## Written tasks
1/ According to the text on Noah '40' Shebib's work with Drake, where was "Marvin's Room" recorded?
2/ Write the next part of the text on Noah '40' Shebib's production work for Drake, starting after its final sentence.
──────── Provided text
In fact, Drake's backing tracks have such a strong identity that the man responsible is becoming known in his own right. His name is Noah '40' Shebib, and on the phone from his native Toronto, he recalls how Drake and he were sweating profusely when they self-released their first collaboration, the mixtape So Far Gone, in February 2009 (it had a big-label release in a slightly altered form as an EP in September of that year). "I started out as Drake's engineer, and I wasn't there to produce or give creative input,” explains 40. "I was there to track and mix. But when he was working on So Far Gone, I saw how frustrated he became looking for music. He had worked with producers from everywhere in the world, and there was nothing that they came up with that he was happy with. At that point, it became clear to me what he was looking for and I simply started to produce it. We didn't set out with a deliberate ambition to completely break the rules and have singing and rapping and motion and melody. Instead it was more a matter of Drake asking for the drums to be taken out of a track, or for me to 'lo-fi' an entire song, and me initially saying, 'You can't take the drums out, the record won't move,' or 'You can't take all the top end out' — and then me realising that I could, and that it would give a unique perspective on his message.
"In an R&B song there are four sentences per verse, but in a rap song there are four sentences per bar. There are so many more words that I experimented with how to frame them, and that developed into something new. Instead of simply going for the 'bang pow wow' factor, we explored all kinds of things in the arrangements and in the music, and were in a situation where it was fun to be breaking rules and crossing boundaries. We were making music in a very different way. This turned out to work in our favour. When we first put out So Far Gone, we were really scared, but the reactions were so good that we decided to embrace doing things differently. It gave us the courage to continue. We'll still put out records that are obviously commercial and foolproof in hitting the charts. But then a song like 'Marvin's Room' has so much bottom end, you'll be hard-pressed to find a sound system that's not going to be destroyed by it. It was a matter of us wanting to have fun and make a record that would make a whole club shake. I wanted something that would be very dark and quiet and muddy and with the vocals cutting through like a razor. It was done at a studio in LA that had previously belonged to Marvin Gaye, and I made the beat one day, we turned it into a song the next, I mixed it the third day, and 48 hours later we released it on a blog on the Internet, and then the record went global and sold 500,000 copies! And we never even meant for it to be an official single!”
────────────────
──────── Dataset extract
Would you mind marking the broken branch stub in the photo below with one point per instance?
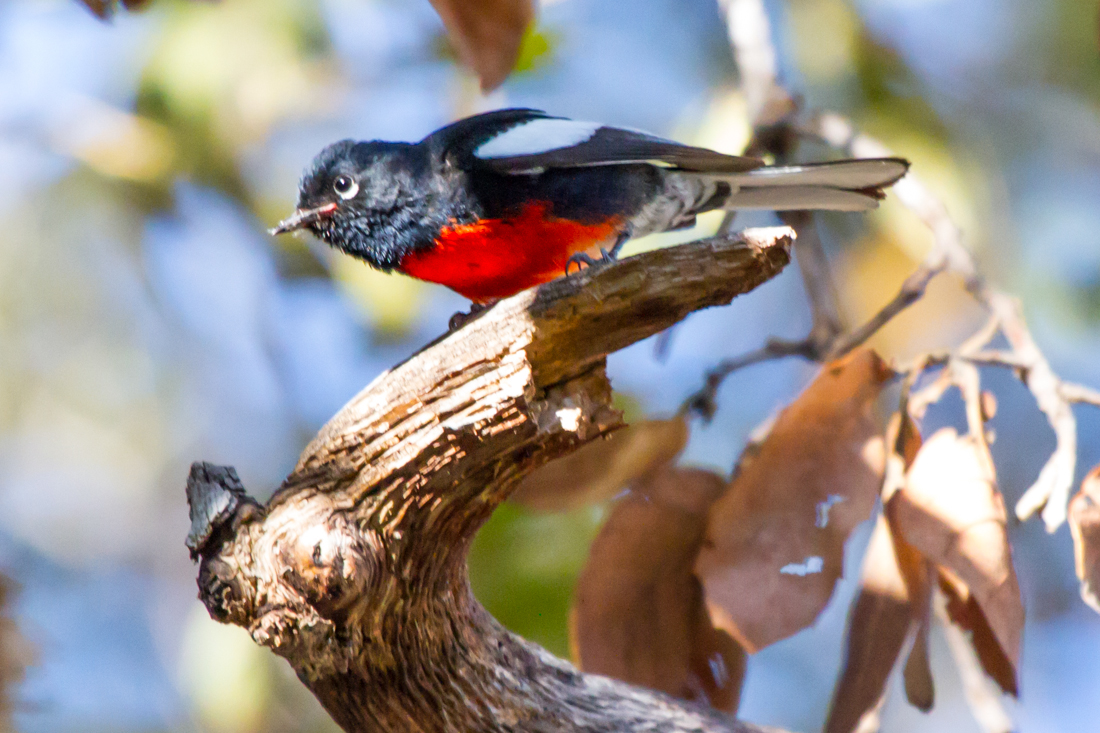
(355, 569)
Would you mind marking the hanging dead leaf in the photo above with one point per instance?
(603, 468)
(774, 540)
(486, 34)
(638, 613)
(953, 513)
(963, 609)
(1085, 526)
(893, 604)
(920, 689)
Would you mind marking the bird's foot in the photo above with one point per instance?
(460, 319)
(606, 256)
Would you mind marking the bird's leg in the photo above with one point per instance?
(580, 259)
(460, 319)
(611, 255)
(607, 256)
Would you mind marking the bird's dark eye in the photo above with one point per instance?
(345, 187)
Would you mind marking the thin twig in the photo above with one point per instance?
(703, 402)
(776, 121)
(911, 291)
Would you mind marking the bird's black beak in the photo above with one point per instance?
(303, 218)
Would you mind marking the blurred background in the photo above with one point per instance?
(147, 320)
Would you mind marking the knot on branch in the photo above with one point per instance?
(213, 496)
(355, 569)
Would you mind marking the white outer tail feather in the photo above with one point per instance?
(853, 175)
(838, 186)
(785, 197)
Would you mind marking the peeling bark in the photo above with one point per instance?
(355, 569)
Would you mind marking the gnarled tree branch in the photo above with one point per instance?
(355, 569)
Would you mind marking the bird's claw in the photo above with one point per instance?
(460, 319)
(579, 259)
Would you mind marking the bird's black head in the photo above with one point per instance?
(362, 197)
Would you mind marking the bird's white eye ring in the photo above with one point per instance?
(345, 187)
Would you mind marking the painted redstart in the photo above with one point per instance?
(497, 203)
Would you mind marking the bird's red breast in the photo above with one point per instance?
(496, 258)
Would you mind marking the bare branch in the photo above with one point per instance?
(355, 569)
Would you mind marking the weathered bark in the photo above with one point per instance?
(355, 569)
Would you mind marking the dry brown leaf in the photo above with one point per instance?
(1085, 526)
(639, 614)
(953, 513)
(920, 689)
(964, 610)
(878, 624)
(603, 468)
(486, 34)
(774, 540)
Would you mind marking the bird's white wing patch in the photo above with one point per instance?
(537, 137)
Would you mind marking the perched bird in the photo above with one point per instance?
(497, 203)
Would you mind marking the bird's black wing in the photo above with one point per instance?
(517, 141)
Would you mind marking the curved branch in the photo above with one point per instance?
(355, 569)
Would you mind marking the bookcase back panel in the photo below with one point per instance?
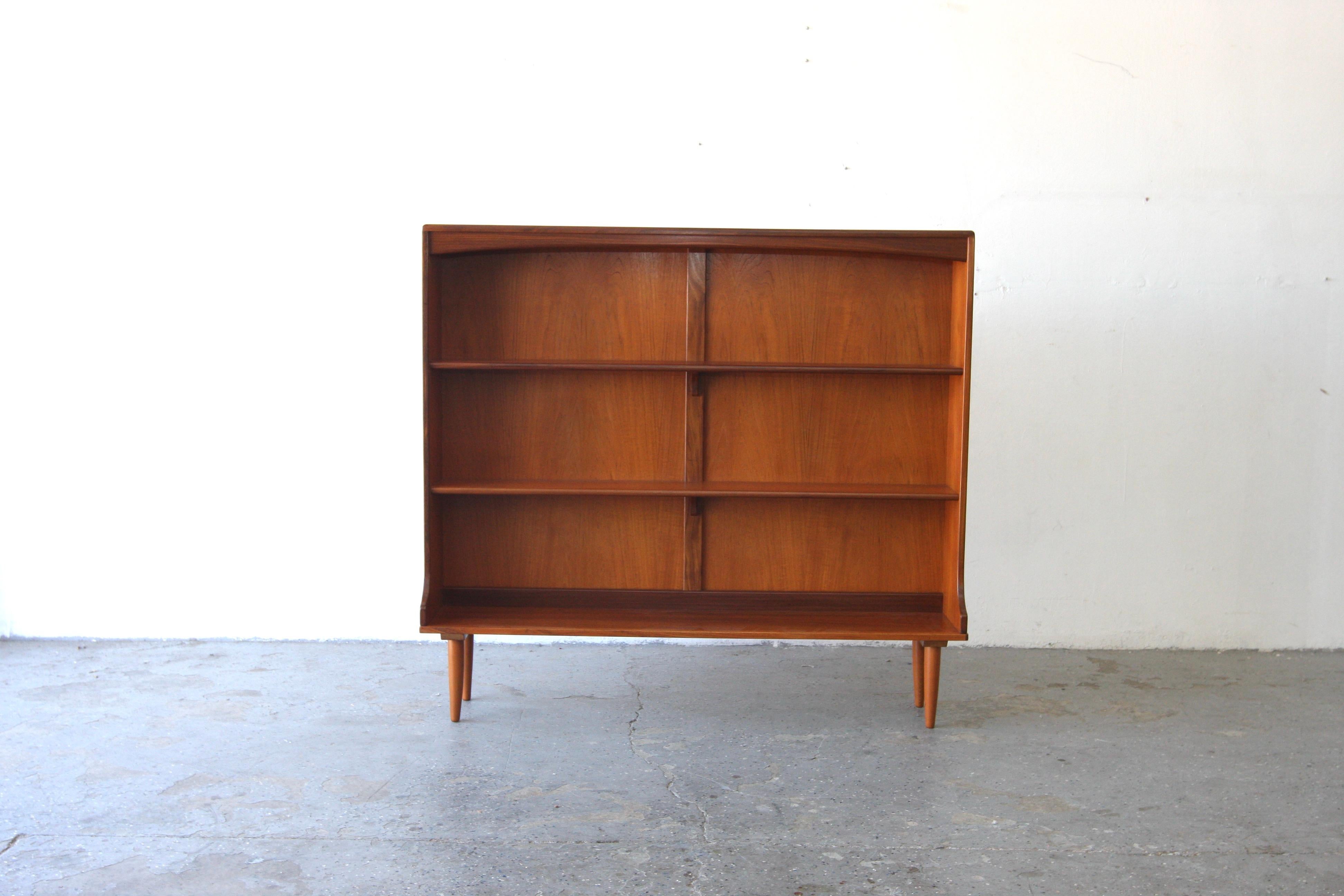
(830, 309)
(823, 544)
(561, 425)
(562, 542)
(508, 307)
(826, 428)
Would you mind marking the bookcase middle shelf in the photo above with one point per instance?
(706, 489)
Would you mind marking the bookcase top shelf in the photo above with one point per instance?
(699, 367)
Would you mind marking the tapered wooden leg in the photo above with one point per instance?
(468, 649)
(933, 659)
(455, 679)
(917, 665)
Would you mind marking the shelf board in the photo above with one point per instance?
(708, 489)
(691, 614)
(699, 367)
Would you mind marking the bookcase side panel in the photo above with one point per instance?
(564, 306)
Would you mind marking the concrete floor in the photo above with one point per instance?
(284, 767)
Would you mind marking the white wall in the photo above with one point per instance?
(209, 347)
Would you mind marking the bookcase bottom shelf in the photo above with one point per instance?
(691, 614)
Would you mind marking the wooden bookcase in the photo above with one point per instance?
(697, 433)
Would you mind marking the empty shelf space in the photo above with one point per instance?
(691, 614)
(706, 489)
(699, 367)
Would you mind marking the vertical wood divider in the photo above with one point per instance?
────────────────
## Answers to each task
1/ At a studio in LA that had previously belonged to Marvin Gaye.

2/
'Marvin's Room' was released on October's Very Own, a blog site created by Drake, 40 and Oliver El-Khatib, on June 9, 2011. It was meant to be a 'teaser' for the rapper's second full album, Take Care, which was released in November and sold 631,000 copies in the first week after its release, reached number one in the US and number five in the UK, and has by now sold 1.5 million copies worldwide. The official lead single from the album and the main subject of this article, 'Headlines', was released in July 31, also on October's Very Own, and sold in similar quantities to 'Marvin's Room'.
While the majority of the tracks on Take Care were created by Drake and 40, the rapper's albums also feature other big-name producers like Boi-1da, T-Minus, Just Blaze, Swizz Beatz, Needlz, Kanye West and Timbaland. 40 is adamant that these were chosen by him and Drake, without record-company involvement, "Of course. We haven't spoken to an A&R man, ever. No questions, nothing. The record company just said, 'This is great, make it happen.' It's a mind-blowing situation, really, for us to step in and be in full control, and be able to put our own material out on the Internet the day after recording and mixing it.”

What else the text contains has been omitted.